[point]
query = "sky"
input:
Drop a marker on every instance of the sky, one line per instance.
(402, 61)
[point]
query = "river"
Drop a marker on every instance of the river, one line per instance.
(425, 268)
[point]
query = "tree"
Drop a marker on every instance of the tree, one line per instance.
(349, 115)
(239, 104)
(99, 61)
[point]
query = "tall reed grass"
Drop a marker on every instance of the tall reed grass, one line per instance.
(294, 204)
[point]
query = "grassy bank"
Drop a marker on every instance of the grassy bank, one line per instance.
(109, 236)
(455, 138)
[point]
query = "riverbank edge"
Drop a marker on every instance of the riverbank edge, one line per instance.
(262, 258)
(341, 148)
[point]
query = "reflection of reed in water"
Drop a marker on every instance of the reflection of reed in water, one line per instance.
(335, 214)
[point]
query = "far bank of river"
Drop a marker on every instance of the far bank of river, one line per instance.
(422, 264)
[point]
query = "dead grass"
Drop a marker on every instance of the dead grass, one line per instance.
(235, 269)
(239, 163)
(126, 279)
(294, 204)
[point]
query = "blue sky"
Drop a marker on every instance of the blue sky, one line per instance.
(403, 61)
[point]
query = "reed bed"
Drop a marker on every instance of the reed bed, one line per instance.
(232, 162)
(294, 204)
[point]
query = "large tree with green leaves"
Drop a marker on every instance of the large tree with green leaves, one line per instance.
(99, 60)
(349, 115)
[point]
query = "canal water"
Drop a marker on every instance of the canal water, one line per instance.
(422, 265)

•••

> _EXERCISE GOAL_
Output every one of the lines above verbatim, changing nothing.

> _COMPLETED TASK_
[point]
query = "sky"
input:
Drop a marker on every instance of the sky, one line per instance.
(402, 61)
[point]
query = "river"
Drop a marker on every instance of the river, one line per instance.
(425, 268)
[point]
query = "tree"
Drop a marker on every instance of the tree, one line per instance.
(349, 115)
(239, 104)
(99, 61)
[point]
query = "tall reed grass"
Drop a marker on every instance of the tall reed grass, one line per instance.
(294, 204)
[point]
query = "grassy bank"
Drop a marker on every instance of the grassy bank, one line per instance.
(109, 236)
(455, 138)
[point]
query = "riverbank edge"
Drop a marker on every instance of the riverbank edge, one line per instance.
(262, 258)
(341, 148)
[point]
query = "reflection of reed in water"
Drop a marker on every instance of the reflection of reed in water, one line per instance.
(335, 214)
[point]
query = "far bank of river"
Drop a marker on every instance of the far bank of river, one line per instance.
(422, 264)
[point]
query = "dead grass"
Drop a marker on every instance of the dead grass, one line per instance.
(235, 269)
(239, 163)
(126, 279)
(294, 204)
[point]
query = "blue sky"
Drop a marker on every instance of the blue sky, one line per instance.
(403, 61)
[point]
query = "reed bed"
Drop a marker on every instance of the reed bed, one line per instance.
(232, 162)
(294, 204)
[point]
query = "large tree with green leaves"
Drop a marker on every instance of the large tree with green leaves, one line per instance.
(99, 60)
(349, 115)
[point]
query = "canal water"
Drop a marker on every instance of the canal water, one line per instance.
(422, 265)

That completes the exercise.